*** EXTRACT PROVIDED ***

Keep Your Staff Safe

The OR can be a dangerous place for your employees.

Dan O

Dan O'Connor, Editor-in-Chief


Protective Equipment
BARRIER PROTECTION Perioperative nurses should always wear their personal protective equipment.

The OR is a dangerous place. Every day, surgical staff trip over cords, get splashed by blood and bodily fluids, are cut and punctured by scalpels and syringes, are exposed to radiation, and pull muscles or strain tendons while trying to lift or move heavy objects (or patients). The injuries are not always the kind you'd expect. A recent reader survey turned up these hard-to-believe injuries:

  • Employee stepped on a piece of glass while changing.
  • Hydrogen peroxide spray from a cleaning wipe went into an employee's eye.
  • Hit head on open cabinet.
  • Cut by an instrument.

Not much you can do to prevent those types of injuries, but here's some advice on keeping your staff safe, starting with surgical smoke.

*** End of EXTRACT PROVIDED ***

• **TASK INSTRUCTIONS**: Translate the sentence "Perioperative nurses should always wear their personal protective equipment." from the article on OR staff safety into Spanish.

*** PROVIDED DATA ***

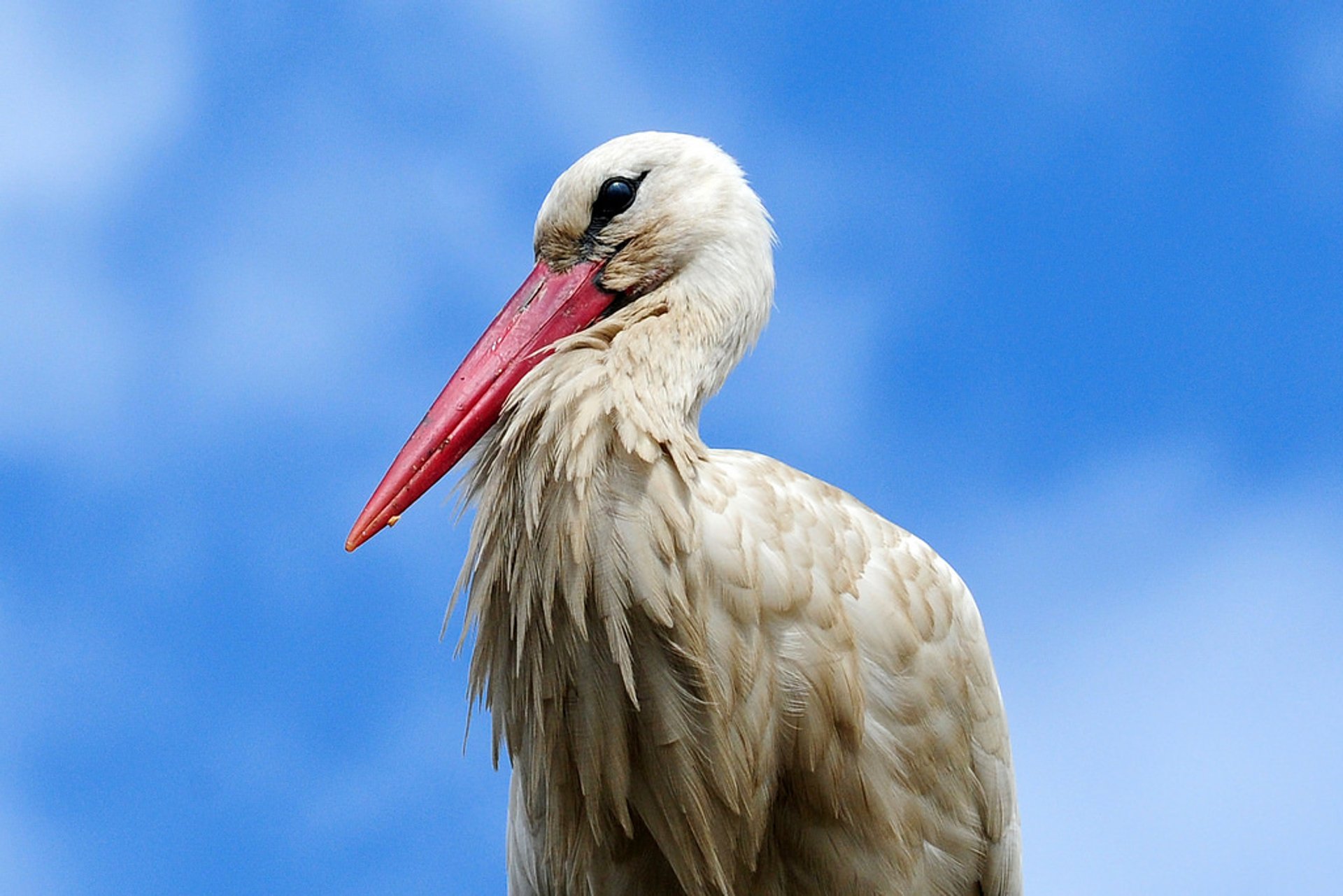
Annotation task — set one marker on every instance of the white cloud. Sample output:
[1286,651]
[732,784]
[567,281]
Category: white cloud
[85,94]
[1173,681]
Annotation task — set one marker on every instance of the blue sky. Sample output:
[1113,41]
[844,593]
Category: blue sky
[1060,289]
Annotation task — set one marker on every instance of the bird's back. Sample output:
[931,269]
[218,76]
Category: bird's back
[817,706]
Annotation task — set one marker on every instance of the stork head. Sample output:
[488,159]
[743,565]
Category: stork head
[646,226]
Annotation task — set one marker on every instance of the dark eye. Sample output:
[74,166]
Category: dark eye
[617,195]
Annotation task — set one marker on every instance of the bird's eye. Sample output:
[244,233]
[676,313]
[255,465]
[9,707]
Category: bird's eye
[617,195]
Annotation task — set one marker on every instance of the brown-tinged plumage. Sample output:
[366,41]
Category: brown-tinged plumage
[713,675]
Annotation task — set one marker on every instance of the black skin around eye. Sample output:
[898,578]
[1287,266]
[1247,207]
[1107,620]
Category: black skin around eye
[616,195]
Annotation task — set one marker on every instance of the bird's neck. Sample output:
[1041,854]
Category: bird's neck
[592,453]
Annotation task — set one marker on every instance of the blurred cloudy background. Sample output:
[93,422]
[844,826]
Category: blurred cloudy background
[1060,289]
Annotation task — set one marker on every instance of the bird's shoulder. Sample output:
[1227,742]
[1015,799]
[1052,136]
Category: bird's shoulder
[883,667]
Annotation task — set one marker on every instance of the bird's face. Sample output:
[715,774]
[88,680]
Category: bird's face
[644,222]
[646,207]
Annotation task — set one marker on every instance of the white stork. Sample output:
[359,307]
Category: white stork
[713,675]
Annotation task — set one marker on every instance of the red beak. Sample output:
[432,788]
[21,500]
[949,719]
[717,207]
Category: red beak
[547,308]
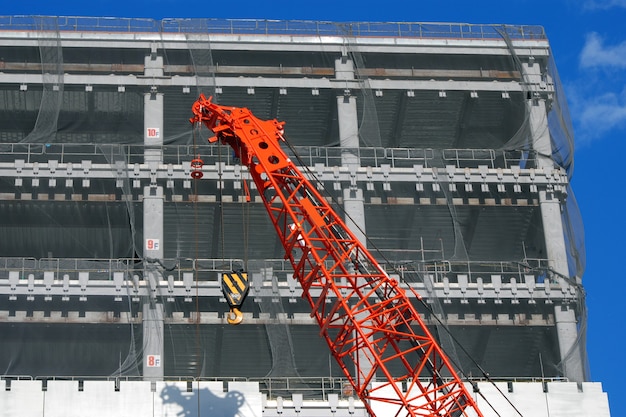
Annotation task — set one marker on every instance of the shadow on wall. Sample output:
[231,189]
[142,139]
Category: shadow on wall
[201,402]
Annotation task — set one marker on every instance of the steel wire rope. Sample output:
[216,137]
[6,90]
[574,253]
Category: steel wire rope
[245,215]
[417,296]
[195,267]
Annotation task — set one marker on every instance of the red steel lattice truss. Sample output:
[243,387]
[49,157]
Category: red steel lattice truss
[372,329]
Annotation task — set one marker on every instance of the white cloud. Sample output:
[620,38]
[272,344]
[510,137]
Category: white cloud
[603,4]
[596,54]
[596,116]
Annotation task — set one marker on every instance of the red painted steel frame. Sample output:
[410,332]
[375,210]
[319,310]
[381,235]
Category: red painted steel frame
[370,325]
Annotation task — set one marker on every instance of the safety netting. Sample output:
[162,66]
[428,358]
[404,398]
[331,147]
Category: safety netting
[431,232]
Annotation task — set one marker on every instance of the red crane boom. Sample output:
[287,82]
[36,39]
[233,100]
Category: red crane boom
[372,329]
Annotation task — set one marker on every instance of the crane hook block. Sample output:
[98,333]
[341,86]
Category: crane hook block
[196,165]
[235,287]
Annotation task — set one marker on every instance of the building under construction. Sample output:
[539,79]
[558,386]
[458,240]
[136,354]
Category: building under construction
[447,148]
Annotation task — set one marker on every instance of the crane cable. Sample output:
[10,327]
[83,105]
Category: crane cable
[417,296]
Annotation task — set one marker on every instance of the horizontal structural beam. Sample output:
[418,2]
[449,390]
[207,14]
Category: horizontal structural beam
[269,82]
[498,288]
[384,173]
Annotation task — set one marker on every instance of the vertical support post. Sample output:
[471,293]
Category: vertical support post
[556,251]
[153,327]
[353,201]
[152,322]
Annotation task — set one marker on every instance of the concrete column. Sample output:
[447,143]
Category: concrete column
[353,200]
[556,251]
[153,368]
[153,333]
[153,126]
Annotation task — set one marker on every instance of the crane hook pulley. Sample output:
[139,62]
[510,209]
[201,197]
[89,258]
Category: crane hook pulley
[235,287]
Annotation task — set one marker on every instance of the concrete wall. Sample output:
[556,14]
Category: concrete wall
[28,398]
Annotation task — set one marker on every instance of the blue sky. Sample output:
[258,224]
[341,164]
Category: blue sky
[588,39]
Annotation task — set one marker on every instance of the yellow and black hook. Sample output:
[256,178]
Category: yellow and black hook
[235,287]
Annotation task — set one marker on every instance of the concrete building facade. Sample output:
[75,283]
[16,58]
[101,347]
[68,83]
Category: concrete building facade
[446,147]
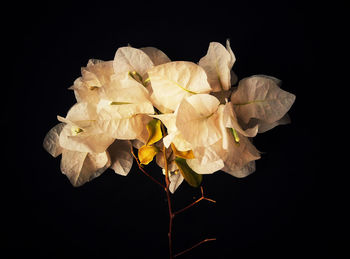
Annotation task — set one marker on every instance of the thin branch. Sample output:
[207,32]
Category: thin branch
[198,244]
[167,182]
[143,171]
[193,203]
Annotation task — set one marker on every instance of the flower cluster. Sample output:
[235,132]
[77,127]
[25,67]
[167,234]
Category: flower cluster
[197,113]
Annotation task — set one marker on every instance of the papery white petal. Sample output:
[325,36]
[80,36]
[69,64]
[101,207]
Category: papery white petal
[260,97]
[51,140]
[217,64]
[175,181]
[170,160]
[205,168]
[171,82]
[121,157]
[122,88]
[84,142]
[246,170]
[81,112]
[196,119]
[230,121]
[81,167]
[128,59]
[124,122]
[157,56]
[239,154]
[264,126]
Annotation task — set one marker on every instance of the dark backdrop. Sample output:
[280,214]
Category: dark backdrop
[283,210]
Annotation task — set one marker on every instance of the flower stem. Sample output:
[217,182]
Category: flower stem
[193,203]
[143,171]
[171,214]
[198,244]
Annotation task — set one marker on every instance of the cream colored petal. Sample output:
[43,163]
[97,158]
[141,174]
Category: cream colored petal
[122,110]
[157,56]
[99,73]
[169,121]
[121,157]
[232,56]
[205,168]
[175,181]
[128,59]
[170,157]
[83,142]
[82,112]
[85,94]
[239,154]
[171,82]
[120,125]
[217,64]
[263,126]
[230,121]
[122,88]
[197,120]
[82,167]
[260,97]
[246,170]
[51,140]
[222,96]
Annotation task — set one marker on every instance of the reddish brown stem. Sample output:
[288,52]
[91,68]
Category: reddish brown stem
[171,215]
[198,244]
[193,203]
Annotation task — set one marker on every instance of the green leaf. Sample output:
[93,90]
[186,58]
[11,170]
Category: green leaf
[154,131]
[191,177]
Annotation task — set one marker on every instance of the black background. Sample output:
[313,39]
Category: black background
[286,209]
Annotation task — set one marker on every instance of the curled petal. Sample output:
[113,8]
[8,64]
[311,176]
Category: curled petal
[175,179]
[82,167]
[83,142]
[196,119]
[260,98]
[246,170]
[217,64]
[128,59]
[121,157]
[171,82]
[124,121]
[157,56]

*** End of PROVIDED DATA ***

• **SOLUTION TO THIS PROBLEM**: Las enfermeras perioperatorias siempre deben usar su equipo de protección personal.